SUPPLIED TEXT:
BEGIN

This article is adapted from an episode of our podcast “Civic.” Click the audio player below to hear the full story.
To many older adults in San Francisco, especially those on fixed incomes, it can feel like they are just one rent increase or health problem away from becoming homeless.
Dewen and her husband have lived with that anxiety for nearly two decades. When they moved to San Francisco in 2008, they signed up to receive affordable housing through the city’s lottery system. While they waited to be chosen, they moved into the only apartment they could find within their budget, the majority of which came from Dewen’s meager $8 hourly wage. Dewen’s expenses to commute to work further whittled down their income.
Today, the older Chinese couple resides in the same apartment, still on the waitlist for affordable housing — and still living on the knife’s edge. They rely on Social Security for general expenses and use government assistance for food. Dewen, who has lived with a leg injury for several years, is applying for disability payments. Each month, after paying rent they have close to $200 for food, electricity and phone bills, transportation costs and other essentials. The San Francisco Public Press is not publishing Dewen’s full name, in an effort to protect the couple’s housing security; their relationship with their landlord is strained.
In this “Civic” episode, we hear from Dewen, a senior struggling with housing costs, and from local organizations who discuss Proposition G’s potential impacts.
“I couldn’t dare to even go to have dim sum with my family because we don’t have much extra left to spend,” she said.
Households like Dewen’s might get help if San Francisco voters pass Proposition G this November.
Proposition G would create an Affordable Housing Opportunity Fund to lower rents in 550 to 600 units on an ongoing basis for extremely low-income seniors, families and people with disabilities. Tenants could earn no more than 35% of the local area median income, or $52,450 for a four-person household. The city would set aside at least $4 million for the fund in its first year and annual allocations would be at least $8.25 million over the subsequent two decades.
Proposition G’s opponents have criticized its funding mechanism. Rather than reserving minimum annual amounts for it, the city should decide how much money to give the fund during each year’s budget appropriations process, they say.
Opponents also worry the measure would siphon city dollars from public safety, infrastructure and other essential funding goals.
However, the measure’s proponents have said that revenues from some existing taxes must be spent on certain targets, including subsidies to lower rents, and those could power the Affordable Housing Opportunity Fund.

END

CHECK YOUR UNDERSTANDING:
a) Translate this sentence from the Proposition G article into Spanish: "Households like Dewen's might get help if San Francisco voters pass Proposition G this November."
b) Rewrite the passage of the Proposition G article between "Today, the older" and "G’s potential impacts.", inclusive, changing "landlord" to "property manager".
c) Turn the paragraph of the Proposition G article that begins "Proposition G would create" into a bulleted list that keeps its main facts.

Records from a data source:
BEGIN

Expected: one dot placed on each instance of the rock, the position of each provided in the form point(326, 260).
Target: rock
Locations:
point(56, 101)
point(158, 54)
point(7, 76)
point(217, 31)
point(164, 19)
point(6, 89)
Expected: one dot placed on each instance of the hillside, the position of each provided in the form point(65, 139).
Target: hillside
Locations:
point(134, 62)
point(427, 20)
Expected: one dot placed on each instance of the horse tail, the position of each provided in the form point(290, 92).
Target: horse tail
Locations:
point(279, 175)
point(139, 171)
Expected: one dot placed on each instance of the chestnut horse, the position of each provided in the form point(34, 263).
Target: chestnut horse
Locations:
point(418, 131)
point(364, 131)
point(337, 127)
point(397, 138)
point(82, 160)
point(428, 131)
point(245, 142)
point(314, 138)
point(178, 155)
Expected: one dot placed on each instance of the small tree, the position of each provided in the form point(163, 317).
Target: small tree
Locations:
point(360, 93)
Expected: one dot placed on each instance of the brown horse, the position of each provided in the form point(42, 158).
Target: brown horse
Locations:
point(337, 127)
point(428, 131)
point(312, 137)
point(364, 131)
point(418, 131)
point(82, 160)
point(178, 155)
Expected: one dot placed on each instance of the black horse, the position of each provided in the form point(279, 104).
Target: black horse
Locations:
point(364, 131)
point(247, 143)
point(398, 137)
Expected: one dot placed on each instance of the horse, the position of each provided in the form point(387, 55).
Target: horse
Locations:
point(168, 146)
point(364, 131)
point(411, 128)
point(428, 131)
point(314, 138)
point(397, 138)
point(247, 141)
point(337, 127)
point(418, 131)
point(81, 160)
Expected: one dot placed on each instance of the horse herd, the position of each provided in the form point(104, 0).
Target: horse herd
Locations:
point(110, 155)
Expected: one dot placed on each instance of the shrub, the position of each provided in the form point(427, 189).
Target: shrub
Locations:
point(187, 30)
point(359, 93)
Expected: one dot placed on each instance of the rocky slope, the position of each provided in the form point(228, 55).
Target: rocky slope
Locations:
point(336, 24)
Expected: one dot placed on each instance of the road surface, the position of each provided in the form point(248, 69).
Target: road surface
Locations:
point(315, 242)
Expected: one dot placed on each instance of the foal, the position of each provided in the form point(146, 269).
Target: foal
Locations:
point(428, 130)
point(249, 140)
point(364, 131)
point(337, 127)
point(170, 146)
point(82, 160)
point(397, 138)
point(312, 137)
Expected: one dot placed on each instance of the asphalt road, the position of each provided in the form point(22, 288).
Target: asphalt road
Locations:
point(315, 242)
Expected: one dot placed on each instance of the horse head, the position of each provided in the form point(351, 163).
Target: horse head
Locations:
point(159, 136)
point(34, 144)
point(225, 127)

END

REPLIES:
a) Hogares como el de Dewen podrían recibir ayuda si los votantes de San Francisco aprueban la Proposición G este noviembre.

b)
Today, the older Chinese couple resides in the same apartment, still on the waitlist for affordable housing — and still living on the knife’s edge. They rely on Social Security for general expenses and use government assistance for food. Dewen, who has lived with a leg injury for several years, is applying for disability payments. Each month, after paying rent they have close to $200 for food, electricity and phone bills, transportation costs and other essentials. The San Francisco Public Press is not publishing Dewen’s full name, in an effort to protect the couple’s housing security; their relationship with their property manager is strained.
In this “Civic” episode, we hear from Dewen, a senior struggling with housing costs, and from local organizations who discuss Proposition G’s potential impacts.

c)
- Creates an Affordable Housing Opportunity Fund to lower rents in 550 to 600 units on an ongoing basis
- Serves extremely low-income seniors, families and people with disabilities
- Limits tenant earnings to no more than 35% of the local area median income, or $52,450 for a four-person household
- Sets aside at least $4 million for the fund in its first year
- Requires annual allocations of at least $8.25 million over the following two decades